== Set exercise ==
In the lines below, swap "Put one point per instance" for "Place a single point for each instance" and keep everything else the same. Leave the pictures out of your answer.

Begin Records

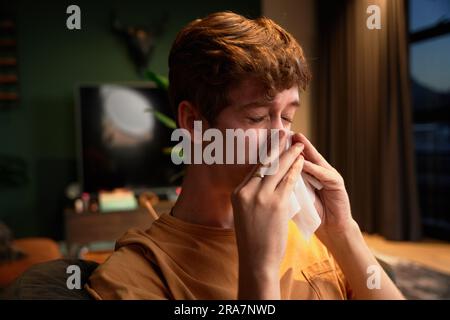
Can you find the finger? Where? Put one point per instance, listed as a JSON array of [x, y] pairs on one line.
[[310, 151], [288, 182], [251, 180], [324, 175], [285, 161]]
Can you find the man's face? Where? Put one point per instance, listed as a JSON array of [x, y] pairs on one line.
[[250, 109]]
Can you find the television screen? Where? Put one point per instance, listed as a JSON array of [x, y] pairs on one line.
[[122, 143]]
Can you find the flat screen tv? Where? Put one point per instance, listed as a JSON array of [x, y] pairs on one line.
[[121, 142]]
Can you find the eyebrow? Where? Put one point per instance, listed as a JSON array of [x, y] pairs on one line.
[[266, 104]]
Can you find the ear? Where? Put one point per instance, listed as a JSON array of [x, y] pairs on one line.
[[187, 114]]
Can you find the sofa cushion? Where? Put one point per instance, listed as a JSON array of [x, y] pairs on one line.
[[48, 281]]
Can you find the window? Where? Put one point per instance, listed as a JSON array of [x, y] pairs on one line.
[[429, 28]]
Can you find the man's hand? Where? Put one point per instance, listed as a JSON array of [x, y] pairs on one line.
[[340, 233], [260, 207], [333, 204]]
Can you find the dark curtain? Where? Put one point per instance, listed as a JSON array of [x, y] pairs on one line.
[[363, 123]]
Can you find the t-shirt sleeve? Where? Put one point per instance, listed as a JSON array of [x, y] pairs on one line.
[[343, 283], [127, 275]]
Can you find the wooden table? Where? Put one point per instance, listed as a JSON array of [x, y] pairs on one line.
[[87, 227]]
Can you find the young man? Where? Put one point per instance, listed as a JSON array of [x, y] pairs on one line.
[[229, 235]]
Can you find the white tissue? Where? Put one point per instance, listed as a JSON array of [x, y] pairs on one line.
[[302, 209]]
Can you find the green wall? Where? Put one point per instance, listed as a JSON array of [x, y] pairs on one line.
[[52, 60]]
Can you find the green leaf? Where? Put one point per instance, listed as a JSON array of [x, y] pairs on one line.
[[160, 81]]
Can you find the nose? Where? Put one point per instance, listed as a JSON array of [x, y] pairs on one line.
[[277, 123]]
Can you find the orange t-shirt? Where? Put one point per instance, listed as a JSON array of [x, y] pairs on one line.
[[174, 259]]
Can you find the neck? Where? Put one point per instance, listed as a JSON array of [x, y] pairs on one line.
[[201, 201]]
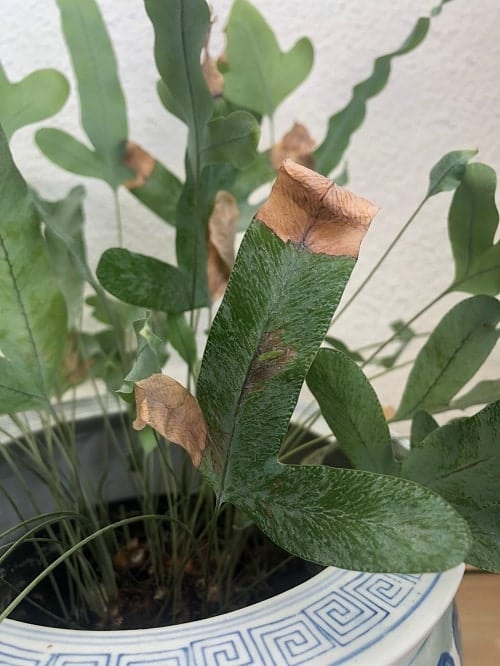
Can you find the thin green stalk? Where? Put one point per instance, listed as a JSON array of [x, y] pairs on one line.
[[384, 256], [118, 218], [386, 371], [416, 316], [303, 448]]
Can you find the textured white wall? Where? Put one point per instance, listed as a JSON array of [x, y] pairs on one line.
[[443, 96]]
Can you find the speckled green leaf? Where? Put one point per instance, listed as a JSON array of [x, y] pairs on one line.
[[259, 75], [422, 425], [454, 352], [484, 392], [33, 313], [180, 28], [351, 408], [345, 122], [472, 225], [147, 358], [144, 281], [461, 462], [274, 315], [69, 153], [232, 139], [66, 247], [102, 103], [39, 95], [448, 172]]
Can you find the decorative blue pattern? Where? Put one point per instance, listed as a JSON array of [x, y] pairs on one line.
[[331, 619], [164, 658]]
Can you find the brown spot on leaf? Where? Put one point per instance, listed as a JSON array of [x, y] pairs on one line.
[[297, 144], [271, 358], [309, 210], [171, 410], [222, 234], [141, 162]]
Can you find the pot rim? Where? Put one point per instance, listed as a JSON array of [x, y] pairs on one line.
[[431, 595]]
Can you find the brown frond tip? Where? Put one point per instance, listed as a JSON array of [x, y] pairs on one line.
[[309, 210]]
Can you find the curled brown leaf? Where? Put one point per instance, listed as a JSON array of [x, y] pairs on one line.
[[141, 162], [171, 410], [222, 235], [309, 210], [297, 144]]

End Records

== Written response ==
Can you find the finger? Where? Place a single point for each instance, listed as a JSON array of [x, y] pairs on one line.
[[310, 151], [288, 182], [251, 180], [324, 175], [285, 161]]
Can you find the man's face? Where? Place a single point for each instance, listed as a JSON array of [x, y] pairs on one line.
[[250, 109]]
Can you find the television screen? Where? Place a single point for each instance, listed as a JSON array of [x, y] pairs on one line.
[[122, 143]]
Can you find the flat screen tv? Where? Place a single point for each instance, listed as a JSON array of [x, y] pairs on one line.
[[121, 142]]
Can you find the eyebrow? Where? Place a single point for each instance, listed as a JSON array of [x, y] pairs on one line.
[[266, 104]]
Can you find the ear? Where? Place a single point for each instance, listed as a JSON array of [x, y] pairs on one line.
[[187, 114]]
Can you find the sofa cushion? Where? Place a single point for each instance, listed as a JSON array of [x, y] pairs on one line.
[[48, 281]]
Can you find the window? Where? Place a single point for each instance, listed as a JSON array of [x, y] pairs on one line.
[[429, 28]]
Can you find the man's hand? Where? Place a single point for each instance, listed as a JSON array of [x, y] pairs on one line.
[[340, 233], [260, 207], [333, 204]]
Can you find the dark curtain? Where? Place a single point for each instance, listed as a JSON array of [x, y] pairs on one line.
[[363, 123]]
Can you find the t-shirt sleeve? Where? Place a single point for each instance, listed as a JSON array of [x, y] pairs on one line.
[[343, 283], [127, 275]]
Can you find the wooden table? Where? Place a single point for each instance, listed as a JSON array of [x, y] pairs on one line.
[[87, 227]]
Can you find the young man? Where? Place a single point for each instance, listed as a JSON array of [x, y] pairs on one line.
[[229, 235]]
Can you find the white tissue? Where? Place a single point for each instance, listed as a JSON array of [x, y] pairs on one line.
[[302, 209]]
Can you find the green wall? Where? Place a single point for each instance, listed as a JSON array of [x, y] pairs on one line.
[[52, 60]]
Can you find the green leaf? Where? Place a single point for each instance, listed as a JSON array of [x, y] pairs on one line.
[[160, 81]]
Can you find the nose? Where? Place a single point for each instance, listed as a JSON array of [x, y] pairs on one line.
[[277, 123]]
Can you find the orange t-shirt? Where? Place a single point for each instance, listed as a JSON array of [x, y] pairs on one line.
[[174, 259]]
Can you find the neck? Where? Place a single point for each instance, listed as a JSON array of [x, y] pairs on one line.
[[201, 201]]
Can you find the thin green stalk? Where? Place a single point for each instance, listed as a JSON array of [x, y] pairs on one line.
[[384, 256], [118, 218], [386, 371], [416, 316], [303, 448]]
Can you find the textured white wall? Where? Place a single point for each instance, listed as a JSON array of [x, y] pairs on one line.
[[443, 96]]
Can you find the speckled green leaf? Where? Place a single point for each instance, listed as a JSON array of [x, y] pairs on one line.
[[259, 75], [422, 425], [454, 352], [484, 392], [33, 313], [180, 28], [351, 408], [345, 122], [472, 225], [147, 358], [144, 281], [461, 462], [274, 315], [69, 153], [232, 139], [66, 247], [102, 103], [39, 95], [448, 172]]
Can you find the decorative blue pattern? Where? Place a single point for each instance, listed as a JSON array of [x, y] pairs on one line.
[[331, 619], [164, 658]]
Can you find the brown spot on leaf? Where? Place a single point for each instance, listed as a JSON array of [x, y] pairs on one line.
[[297, 144], [271, 358], [309, 210], [171, 410], [222, 234], [141, 162]]
Can you find the pot rim? Where? Place a single point for each instance, listed as a JSON array of [x, y] pairs on one line.
[[431, 595]]
Can you find the brown frond tip? Where? Place a single point for each instance, listed as a JSON array of [x, y] pairs on one line.
[[309, 210]]
Can you find the curled brown leaf? Where? Place a single point for each instance, listed as a JSON array of [x, y] pairs on one line.
[[141, 162], [171, 410], [222, 235], [309, 210], [297, 144]]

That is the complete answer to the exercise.